• Testo fornito:

----------------------------------------

Nina è una bella e tormentata adolescente mai cresciuta. Fa la ballerina a New York e vive in una specie di casa di bambole con una madre opprimente che riversa su di lei tutte le sue frustrazioni di "etoile" mancata.
Un giorno per Nina arriva finalmente la grande occasione: essere Odette, la protagonista de "Il lago dei cigni", interpretando il doppio ruolo sia del cigno bianco che di quello nero.
Però il regista/coreografo francese (un viscido Vincent Cassel) la mette sotto pressione poiché la sua innocenza e la sua ossessiva ricerca della perfezione la rendono straordinaria nel ruolo del cigno bianco, ma la sua totale carenza di sensualità la penalizza in quello del suo malvagio alter ego.
Oltretutto nel corpo di ballo si è appena aggiunta la provocante Lili (Mila Kunis) che toglie il sonno a Nina non solo per la paura che le soffi la parte, ma anche per i desideri saffici inconfessati della povera ragazza.
Ma sarà proprio Lili la chiave di volta che farà emergere la metà oscura di Nina portandola al trionfo ma, nello stesso tempo, condannandola alla rovina.

Morboso e patinato, presuntuoso ma privo di grande spessore artistico, "Il cigno nero" tocca tanti temi senza approfondirne nessuno.
L'anoressia, i sacrifici per arrivare al successo, la disperazione di chi si avvia lungo il viale del tramonto sono solo tante piccole particelle di un insieme che da una lato affascina per la sua forza immaginifica ma, dall'altro, annoia per la prevedibilità della trama.
Il regista Darren Aronofsky, che divenne famoso resuscitando Mickey Rourke nel pluripremiato "The wrastler", qui gioca un po' troppo a fare Andrzej Zulawski, anche se del collega polacco non ha né il talento onirico né lo spirito sulfureo.

----------------------------------------

• Materiale raccolto:
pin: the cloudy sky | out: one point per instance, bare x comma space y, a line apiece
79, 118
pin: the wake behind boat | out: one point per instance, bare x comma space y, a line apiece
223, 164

----------------------------------------

• Requisiti del compito: Trascriva senza modifiche il passo della recensione del film che va da "Un giorno per" fino a "della povera ragazza.", quest'ultimo compreso.

• Risposta all'esercizio:
Un giorno per Nina arriva finalmente la grande occasione: essere Odette, la protagonista de "Il lago dei cigni", interpretando il doppio ruolo sia del cigno bianco che di quello nero.
Però il regista/coreografo francese (un viscido Vincent Cassel) la mette sotto pressione poiché la sua innocenza e la sua ossessiva ricerca della perfezione la rendono straordinaria nel ruolo del cigno bianco, ma la sua totale carenza di sensualità la penalizza in quello del suo malvagio alter ego.
Oltretutto nel corpo di ballo si è appena aggiunta la provocante Lili (Mila Kunis) che toglie il sonno a Nina non solo per la paura che le soffi la parte, ma anche per i desideri saffici inconfessati della povera ragazza.